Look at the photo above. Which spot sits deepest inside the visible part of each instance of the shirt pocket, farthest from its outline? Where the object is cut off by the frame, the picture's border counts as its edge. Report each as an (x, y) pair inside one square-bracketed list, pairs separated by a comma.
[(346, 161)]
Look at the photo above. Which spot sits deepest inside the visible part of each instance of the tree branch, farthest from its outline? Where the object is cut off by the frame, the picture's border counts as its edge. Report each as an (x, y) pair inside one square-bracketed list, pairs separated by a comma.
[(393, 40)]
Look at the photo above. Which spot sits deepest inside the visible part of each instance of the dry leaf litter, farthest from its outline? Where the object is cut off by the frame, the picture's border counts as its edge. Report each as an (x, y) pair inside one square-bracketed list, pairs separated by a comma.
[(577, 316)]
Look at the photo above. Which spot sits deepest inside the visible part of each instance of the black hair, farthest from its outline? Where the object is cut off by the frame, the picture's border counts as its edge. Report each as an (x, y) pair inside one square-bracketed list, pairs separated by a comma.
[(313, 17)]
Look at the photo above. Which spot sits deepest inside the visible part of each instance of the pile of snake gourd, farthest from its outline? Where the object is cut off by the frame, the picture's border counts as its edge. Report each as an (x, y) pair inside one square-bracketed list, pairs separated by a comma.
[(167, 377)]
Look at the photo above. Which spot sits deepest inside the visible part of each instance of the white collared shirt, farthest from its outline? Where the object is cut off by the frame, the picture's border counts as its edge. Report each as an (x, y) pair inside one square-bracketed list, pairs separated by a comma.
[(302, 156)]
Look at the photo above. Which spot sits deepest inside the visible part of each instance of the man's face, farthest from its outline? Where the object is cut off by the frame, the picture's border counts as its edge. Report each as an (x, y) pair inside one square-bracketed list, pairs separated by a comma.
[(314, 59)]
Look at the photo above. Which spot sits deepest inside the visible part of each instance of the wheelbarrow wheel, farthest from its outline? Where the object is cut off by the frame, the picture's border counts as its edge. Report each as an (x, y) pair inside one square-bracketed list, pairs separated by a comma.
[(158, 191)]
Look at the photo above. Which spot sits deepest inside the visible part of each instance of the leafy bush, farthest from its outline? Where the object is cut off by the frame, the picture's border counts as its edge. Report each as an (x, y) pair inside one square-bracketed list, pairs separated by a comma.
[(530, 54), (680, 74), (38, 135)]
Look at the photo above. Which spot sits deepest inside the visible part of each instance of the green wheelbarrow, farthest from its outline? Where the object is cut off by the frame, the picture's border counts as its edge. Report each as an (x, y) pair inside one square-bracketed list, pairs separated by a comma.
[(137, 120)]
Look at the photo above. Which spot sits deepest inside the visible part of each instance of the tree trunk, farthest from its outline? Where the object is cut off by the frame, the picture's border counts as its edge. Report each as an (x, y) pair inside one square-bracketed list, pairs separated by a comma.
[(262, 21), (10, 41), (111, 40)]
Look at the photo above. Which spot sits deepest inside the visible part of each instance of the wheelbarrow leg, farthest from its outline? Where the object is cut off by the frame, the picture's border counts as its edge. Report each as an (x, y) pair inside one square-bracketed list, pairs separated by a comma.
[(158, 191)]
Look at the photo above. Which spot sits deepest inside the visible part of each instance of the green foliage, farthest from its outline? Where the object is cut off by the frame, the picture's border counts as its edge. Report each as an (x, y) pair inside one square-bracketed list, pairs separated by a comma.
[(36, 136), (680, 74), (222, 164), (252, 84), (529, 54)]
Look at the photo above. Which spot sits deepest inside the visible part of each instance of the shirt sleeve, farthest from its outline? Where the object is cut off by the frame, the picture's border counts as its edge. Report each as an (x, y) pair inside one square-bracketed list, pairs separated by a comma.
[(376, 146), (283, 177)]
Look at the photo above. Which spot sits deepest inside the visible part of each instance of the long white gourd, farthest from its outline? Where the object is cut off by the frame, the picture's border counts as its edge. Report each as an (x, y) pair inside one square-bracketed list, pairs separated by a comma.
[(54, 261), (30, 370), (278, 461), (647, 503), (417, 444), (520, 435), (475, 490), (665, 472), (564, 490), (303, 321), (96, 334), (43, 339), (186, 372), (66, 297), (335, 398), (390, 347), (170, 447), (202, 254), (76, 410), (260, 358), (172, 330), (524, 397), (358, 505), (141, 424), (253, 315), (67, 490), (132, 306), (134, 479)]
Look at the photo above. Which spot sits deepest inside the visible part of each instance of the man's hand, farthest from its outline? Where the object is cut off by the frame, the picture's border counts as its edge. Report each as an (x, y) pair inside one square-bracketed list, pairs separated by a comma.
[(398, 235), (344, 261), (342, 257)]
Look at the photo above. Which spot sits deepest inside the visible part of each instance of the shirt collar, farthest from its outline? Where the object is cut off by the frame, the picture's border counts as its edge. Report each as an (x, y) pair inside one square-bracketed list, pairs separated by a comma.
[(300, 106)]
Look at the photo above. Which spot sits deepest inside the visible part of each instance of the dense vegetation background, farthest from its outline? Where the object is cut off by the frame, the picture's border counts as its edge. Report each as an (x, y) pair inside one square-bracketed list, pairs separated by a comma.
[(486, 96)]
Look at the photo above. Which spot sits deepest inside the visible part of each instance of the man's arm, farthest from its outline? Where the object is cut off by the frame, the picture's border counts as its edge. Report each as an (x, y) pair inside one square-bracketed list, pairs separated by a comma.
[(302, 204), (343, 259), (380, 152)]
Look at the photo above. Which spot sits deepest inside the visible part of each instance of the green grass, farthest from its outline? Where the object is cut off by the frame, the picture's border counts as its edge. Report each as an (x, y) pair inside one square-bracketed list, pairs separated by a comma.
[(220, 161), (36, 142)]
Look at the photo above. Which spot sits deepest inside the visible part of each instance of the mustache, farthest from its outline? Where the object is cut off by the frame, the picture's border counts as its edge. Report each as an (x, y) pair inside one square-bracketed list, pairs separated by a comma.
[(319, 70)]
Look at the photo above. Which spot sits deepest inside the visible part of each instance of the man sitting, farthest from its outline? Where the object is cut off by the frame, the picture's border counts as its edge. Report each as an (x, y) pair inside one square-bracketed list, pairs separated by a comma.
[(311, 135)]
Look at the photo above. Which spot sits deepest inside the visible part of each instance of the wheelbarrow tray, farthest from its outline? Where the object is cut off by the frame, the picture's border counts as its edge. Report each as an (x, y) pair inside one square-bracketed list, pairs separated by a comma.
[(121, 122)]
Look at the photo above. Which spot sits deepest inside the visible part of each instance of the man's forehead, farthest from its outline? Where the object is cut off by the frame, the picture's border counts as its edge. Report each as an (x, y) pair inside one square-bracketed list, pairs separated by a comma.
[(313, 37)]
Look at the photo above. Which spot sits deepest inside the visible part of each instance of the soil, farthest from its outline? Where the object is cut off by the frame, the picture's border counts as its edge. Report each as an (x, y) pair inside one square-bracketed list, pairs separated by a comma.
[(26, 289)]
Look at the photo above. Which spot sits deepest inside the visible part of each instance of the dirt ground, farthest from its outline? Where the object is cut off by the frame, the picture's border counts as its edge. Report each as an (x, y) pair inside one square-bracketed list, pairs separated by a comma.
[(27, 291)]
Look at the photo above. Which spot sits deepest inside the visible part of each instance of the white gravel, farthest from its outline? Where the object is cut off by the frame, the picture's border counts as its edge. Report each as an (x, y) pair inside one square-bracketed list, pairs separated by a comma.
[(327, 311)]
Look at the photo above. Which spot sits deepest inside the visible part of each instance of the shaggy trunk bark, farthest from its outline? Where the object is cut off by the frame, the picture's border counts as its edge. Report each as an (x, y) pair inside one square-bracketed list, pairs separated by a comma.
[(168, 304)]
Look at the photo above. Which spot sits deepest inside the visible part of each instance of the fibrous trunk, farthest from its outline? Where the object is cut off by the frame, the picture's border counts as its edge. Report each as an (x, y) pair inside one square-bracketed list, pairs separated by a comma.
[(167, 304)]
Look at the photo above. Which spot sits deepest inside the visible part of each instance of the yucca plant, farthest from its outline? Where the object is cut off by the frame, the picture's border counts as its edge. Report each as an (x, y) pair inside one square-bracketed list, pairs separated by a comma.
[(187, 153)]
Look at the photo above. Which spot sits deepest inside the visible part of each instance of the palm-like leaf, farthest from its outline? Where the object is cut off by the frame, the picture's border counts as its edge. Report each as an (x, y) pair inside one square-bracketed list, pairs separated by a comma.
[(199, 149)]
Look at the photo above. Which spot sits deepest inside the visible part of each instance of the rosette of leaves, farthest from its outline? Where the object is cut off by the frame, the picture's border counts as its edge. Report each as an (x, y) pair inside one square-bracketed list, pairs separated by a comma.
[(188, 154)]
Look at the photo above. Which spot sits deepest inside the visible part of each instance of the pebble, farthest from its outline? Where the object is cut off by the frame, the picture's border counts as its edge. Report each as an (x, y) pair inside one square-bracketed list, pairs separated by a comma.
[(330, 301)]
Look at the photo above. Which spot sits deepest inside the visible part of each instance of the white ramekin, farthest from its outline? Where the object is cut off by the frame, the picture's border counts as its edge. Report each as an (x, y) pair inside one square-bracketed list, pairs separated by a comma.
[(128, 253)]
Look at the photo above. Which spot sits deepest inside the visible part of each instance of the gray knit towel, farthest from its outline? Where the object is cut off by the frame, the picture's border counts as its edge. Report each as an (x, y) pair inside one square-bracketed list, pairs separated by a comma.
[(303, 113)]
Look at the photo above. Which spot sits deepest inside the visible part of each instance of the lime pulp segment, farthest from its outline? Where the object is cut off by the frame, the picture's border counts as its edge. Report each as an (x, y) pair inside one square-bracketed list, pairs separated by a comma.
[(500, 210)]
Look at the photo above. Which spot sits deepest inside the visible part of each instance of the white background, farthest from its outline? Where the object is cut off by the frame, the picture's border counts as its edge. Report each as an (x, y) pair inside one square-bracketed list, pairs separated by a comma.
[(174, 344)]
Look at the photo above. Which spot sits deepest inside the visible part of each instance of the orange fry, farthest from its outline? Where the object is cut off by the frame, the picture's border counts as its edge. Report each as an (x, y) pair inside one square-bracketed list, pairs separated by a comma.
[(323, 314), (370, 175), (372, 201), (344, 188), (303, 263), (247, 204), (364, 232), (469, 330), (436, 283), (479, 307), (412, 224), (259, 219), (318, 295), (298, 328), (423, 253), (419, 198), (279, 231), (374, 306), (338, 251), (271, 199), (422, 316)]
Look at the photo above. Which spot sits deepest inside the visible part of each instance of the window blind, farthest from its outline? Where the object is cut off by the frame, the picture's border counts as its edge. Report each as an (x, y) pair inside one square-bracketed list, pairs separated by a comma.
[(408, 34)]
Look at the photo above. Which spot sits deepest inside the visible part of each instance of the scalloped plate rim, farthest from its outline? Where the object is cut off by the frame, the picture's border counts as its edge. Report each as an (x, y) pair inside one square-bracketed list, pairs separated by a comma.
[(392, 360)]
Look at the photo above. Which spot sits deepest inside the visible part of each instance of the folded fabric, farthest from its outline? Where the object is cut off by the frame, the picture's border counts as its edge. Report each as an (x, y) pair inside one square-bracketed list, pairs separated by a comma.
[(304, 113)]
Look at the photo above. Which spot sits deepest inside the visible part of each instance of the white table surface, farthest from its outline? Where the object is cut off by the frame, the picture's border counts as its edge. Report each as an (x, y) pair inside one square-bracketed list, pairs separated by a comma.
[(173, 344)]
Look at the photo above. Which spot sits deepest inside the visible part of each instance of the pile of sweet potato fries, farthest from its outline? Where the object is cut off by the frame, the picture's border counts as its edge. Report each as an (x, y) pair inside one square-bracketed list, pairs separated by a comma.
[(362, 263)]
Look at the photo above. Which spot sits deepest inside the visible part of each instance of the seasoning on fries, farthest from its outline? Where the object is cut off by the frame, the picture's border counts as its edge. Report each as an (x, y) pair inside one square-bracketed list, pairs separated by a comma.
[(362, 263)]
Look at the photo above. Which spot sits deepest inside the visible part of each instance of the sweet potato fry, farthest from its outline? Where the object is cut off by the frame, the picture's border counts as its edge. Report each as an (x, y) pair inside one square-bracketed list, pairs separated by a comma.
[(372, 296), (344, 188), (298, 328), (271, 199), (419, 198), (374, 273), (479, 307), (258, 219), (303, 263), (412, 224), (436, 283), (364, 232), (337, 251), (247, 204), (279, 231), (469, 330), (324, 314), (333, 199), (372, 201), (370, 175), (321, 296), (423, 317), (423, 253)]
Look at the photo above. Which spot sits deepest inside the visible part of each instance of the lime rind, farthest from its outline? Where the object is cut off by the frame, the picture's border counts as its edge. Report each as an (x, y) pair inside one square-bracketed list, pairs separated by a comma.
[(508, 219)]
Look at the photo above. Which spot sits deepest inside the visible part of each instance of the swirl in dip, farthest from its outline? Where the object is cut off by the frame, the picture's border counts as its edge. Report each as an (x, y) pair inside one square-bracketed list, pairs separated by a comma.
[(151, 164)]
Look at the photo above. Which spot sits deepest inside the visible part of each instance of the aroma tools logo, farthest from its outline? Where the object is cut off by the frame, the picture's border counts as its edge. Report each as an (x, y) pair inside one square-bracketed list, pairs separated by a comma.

§

Problem to solve
Everything from the line containing "of the sweet" to the end of the listing above must be returned exactly. Both end lines belong in it.

Result of the exercise
Look at the photo above. Which spot sits deepest inside the visible part of each instance of the sweet potato fry, farthest from its outline? Where the object is cut off by the frame, the picture's border counts as its edge. Report each as an (x, y) pair inside one square-bracketed list, pairs separated by a comma.
[(372, 296), (344, 188), (298, 328), (271, 199), (419, 198), (374, 273), (479, 307), (258, 219), (303, 263), (412, 224), (436, 283), (364, 232), (337, 251), (247, 204), (279, 231), (469, 330), (324, 314), (333, 199), (372, 201), (370, 175), (321, 296), (423, 317), (423, 253)]
Look at the photo above. Which spot sits deepest inside the visible part of each instance of the lime rind, farthest from its outline? Where the object is cut off by the frame, the picture's border counts as its edge. Report each as an (x, y) pair inside one square-bracketed list, pairs separated by a comma.
[(508, 219)]
Look at the photo above. Which spot sits deepest inside the visible part of each instance of the swirl in dip, farthest from its outline? Where the object is cut off by the frame, the picture's border counts as its edge. Report each as an (x, y) pair inside one square-bracketed list, pairs separated by a comma.
[(151, 164)]
Look at the photo above. Which spot sits deepest inside the visible part of each instance of the aroma tools logo, farthest from its outline? Where the object is cut off by the frame, the picture's border counts as its edge. Report each as an (x, y) pair inside one square-bracketed list, pairs separated by a comma.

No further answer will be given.